* **SHORT PROBLEM**:
Render everything from the very start of the material down to and including the line that contains "[[[0,228],[344,228],[343,8],[0,1]]]" as a JSON list of strings, one string per line, with blank lines left out.

Outline records for named regions:

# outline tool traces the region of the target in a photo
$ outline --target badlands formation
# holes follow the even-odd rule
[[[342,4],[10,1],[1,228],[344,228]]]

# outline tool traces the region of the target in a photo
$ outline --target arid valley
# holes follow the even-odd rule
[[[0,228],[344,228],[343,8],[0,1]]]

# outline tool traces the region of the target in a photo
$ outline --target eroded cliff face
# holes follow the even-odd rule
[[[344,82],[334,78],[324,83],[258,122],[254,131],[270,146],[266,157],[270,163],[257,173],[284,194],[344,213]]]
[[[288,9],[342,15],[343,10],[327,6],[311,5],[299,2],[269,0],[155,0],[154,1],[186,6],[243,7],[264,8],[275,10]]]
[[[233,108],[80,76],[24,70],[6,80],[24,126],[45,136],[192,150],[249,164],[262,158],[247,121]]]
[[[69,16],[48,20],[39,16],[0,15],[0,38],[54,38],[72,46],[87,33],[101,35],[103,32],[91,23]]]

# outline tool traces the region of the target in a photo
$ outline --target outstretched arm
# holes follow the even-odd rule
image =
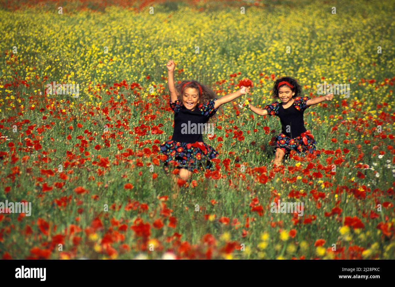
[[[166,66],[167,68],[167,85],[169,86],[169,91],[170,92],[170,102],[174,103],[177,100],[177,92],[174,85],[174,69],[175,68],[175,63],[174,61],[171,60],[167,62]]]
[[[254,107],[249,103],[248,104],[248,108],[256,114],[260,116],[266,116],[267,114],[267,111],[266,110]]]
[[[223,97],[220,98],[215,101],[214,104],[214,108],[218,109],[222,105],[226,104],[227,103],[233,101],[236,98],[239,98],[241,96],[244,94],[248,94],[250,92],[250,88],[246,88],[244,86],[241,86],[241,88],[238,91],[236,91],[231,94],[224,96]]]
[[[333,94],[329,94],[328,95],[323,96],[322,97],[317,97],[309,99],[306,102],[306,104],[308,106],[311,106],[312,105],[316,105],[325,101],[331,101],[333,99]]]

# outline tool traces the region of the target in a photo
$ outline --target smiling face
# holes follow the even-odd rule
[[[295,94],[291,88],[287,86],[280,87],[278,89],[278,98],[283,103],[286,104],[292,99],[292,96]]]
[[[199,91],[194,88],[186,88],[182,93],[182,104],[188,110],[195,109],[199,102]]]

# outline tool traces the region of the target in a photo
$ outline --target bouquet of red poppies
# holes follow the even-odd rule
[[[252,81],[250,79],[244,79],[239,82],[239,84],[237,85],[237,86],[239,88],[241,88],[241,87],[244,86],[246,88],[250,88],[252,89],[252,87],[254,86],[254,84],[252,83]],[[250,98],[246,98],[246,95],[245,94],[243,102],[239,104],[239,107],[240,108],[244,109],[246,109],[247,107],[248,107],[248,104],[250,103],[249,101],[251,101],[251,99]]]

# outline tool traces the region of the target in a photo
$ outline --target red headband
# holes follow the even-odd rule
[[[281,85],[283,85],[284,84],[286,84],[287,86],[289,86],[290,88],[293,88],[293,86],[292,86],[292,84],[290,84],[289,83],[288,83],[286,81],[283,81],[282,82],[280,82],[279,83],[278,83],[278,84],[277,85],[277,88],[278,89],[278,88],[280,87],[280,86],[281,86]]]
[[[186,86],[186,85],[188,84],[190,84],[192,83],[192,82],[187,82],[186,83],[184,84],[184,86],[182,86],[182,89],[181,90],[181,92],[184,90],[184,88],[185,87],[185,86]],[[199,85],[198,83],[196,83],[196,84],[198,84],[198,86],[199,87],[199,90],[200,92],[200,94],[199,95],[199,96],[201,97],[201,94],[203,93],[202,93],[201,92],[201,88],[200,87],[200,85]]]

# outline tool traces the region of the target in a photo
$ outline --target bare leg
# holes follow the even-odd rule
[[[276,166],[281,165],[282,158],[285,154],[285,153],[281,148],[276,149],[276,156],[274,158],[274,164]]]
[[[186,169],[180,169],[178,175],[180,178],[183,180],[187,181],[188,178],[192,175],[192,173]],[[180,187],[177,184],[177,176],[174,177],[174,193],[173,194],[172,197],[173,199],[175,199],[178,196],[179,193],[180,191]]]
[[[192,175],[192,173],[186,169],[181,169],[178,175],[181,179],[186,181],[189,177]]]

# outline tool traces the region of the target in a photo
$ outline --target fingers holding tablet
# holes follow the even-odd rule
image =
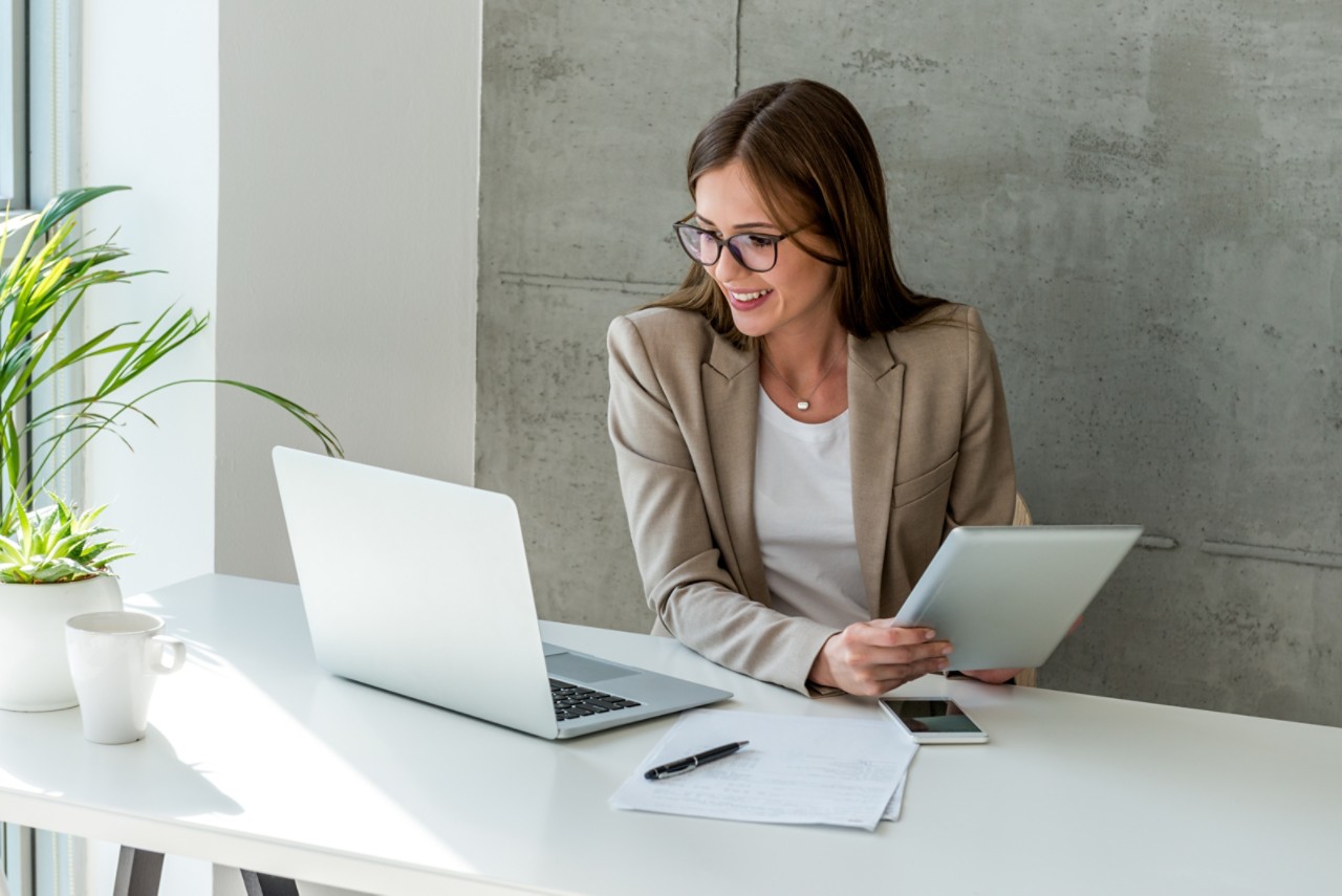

* **WORKED ANSWER**:
[
  "# outline tool traces the region of the target in a photo",
  "$ outline --target badlands formation",
  "# holes follow the even-odd rule",
  "[[[342,4],[10,1],[1,228],[344,228]]]",
  "# outline tool traces the region of the target in a photo",
  "$ outline --target arid valley",
  "# holes follow the even-odd rule",
  "[[[0,228],[344,228],[343,8],[0,1]]]"
]